**Excerpted passage:**
AJR: CCTA is cost-effective alternative to cardiact cath for CAD evaluation
Source: TeraRecon
Non-invasive coronary CT angiography (CCTA) is a cost-effective alternative to invasive cardiac catheterization in the care of patients who have positive stress test results, but less than a 50 percent chance of having coronary artery disease (CAD), according to a study in the May issue of the American Journal of Roentgenology.

In the study, Ethan Halpern, MD, from the department of radiology at Thomas Jefferson University in Philadelphia, and colleagues compared false-negative rates, false-positive rates, costs and radiation exposure of patients for cardiac catheterization with the values associated with initial referral for CCTA.

According to the authors, costs were computed as a combination of professional and technical fees. Professional fees for CCTA and diagnostic cardiac catheterization and technical fees for CTA were obtained from the 2009 physician Medicare fee schedule provided by the Centers for Medicare & Medicaid Services.

The authors found that performing CCTA before triage to cardiac catheterization reduces overall diagnostic costs as long as the prevalence of disease is less than 85 percent. At a 50 percent prevalence of CAD, they found that performing CCTA before cardiac catheterization results in an average cost saving of $789 per patient with a false-negative rate of 2.5 percent and average additional radiation exposure of 1-2 mSv, which is minimal. The cost savings increase more than $1,000 at a CAD prevalence less than 40 percent.

“Sensitivity analysis showed that even with lower specificity, initial use of CCTA reduces overall diagnostic costs as long as the prevalence of disease is less than 75 percent,” the authors wrote.

Regarding radiation dose, the authors found with an assumption of a mean effective dose of 7 mSv for diagnostic cardiac catherization, effective radiation exposure is reduced when coronary CTA is performed with prospective ECG gating as long as the prevalence of disease is less than 30 percent. When CAD prevalence increases to 50 percent, effective radiation exposure increases 1.1 mSv, from 7 mSv to 8.1 mSv.

**Given data:**
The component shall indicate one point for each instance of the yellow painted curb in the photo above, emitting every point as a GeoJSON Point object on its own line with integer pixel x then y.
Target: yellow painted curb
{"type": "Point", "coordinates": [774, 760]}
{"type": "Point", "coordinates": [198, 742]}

**Exercise prompt:** Print the part of the coronary CT angiography cost article between "The authors found that" and "than 40 percent.", inclusive, without changing a word.

**The answer:**
The authors found that performing CCTA before triage to cardiac catheterization reduces overall diagnostic costs as long as the prevalence of disease is less than 85 percent. At a 50 percent prevalence of CAD, they found that performing CCTA before cardiac catheterization results in an average cost saving of $789 per patient with a false-negative rate of 2.5 percent and average additional radiation exposure of 1-2 mSv, which is minimal. The cost savings increase more than $1,000 at a CAD prevalence less than 40 percent.